• _Problem_: The line bearing "Shelf-audit task: drop a dot on every instance of the cracked", together with all lines after it to the end of the material, should be repeated exactly; leave out everything else.

• _Provided records_:
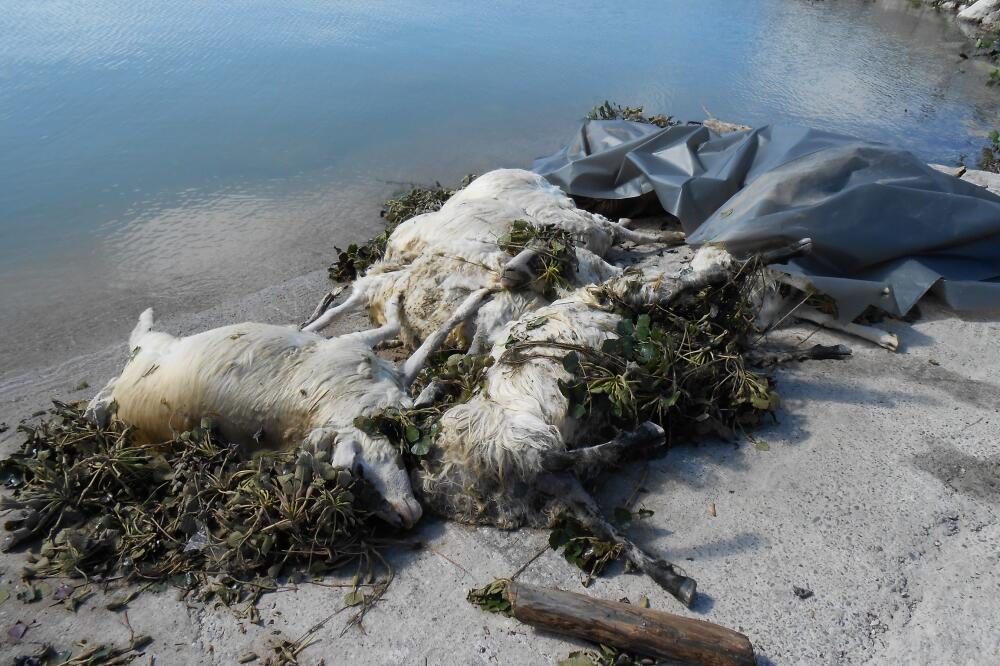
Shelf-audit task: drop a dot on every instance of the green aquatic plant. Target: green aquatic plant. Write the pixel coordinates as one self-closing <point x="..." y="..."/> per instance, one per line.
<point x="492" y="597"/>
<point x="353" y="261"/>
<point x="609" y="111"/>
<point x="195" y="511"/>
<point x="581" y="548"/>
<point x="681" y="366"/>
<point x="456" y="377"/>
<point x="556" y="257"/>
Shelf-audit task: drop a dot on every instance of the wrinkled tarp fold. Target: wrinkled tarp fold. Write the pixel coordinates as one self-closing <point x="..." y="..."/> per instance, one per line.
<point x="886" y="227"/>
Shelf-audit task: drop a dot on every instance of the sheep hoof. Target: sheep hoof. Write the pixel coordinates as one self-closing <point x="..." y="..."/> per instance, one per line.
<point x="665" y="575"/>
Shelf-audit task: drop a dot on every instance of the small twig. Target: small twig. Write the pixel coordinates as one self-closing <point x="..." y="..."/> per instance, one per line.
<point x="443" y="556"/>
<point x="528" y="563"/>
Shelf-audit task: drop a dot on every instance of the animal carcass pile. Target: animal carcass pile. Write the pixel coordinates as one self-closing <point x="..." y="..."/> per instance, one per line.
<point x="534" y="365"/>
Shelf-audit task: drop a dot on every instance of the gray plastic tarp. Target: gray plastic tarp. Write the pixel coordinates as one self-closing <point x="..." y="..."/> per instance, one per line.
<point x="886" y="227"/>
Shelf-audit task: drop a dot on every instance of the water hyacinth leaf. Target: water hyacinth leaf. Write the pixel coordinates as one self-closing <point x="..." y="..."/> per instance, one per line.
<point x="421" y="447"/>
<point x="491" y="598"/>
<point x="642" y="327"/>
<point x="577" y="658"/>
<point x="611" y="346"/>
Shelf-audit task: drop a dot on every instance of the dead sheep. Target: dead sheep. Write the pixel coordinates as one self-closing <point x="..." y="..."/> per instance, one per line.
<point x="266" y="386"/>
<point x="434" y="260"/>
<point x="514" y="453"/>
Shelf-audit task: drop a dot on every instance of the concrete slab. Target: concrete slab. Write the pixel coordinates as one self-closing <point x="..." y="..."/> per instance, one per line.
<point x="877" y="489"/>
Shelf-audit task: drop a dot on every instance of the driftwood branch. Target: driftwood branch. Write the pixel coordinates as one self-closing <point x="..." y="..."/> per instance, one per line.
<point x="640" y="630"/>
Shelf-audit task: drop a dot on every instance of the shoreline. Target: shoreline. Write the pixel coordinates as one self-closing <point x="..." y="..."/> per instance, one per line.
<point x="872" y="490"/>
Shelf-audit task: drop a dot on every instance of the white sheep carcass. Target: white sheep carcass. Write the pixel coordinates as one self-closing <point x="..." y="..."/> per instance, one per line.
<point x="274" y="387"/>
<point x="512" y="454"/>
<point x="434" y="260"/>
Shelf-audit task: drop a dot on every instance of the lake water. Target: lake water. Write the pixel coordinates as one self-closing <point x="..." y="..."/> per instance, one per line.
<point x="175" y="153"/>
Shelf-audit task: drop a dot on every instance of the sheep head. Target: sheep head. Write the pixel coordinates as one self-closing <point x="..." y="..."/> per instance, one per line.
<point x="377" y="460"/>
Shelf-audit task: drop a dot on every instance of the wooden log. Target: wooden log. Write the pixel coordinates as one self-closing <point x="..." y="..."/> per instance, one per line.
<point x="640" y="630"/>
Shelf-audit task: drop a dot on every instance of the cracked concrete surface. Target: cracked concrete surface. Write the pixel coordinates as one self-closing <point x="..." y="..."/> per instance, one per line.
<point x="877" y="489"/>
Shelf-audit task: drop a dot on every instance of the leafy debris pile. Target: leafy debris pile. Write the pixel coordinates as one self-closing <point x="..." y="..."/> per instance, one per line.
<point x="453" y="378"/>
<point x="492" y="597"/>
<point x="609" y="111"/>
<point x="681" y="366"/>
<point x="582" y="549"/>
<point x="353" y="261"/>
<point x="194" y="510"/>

• _Answer area_:
Shelf-audit task: drop a dot on every instance of the cracked concrete surface. Target: cracked concrete surface. Write the pixel coordinates as one self-closing <point x="..." y="..."/> per instance, one per line.
<point x="877" y="489"/>
Shelf-audit task: drop a dot on every instance of the leafy debris pile. Target: leafy debris pile. Write the pixel coordinates as one self-closing <point x="..." y="..."/> per instance, one per line.
<point x="453" y="378"/>
<point x="492" y="597"/>
<point x="609" y="111"/>
<point x="681" y="366"/>
<point x="582" y="549"/>
<point x="353" y="261"/>
<point x="194" y="510"/>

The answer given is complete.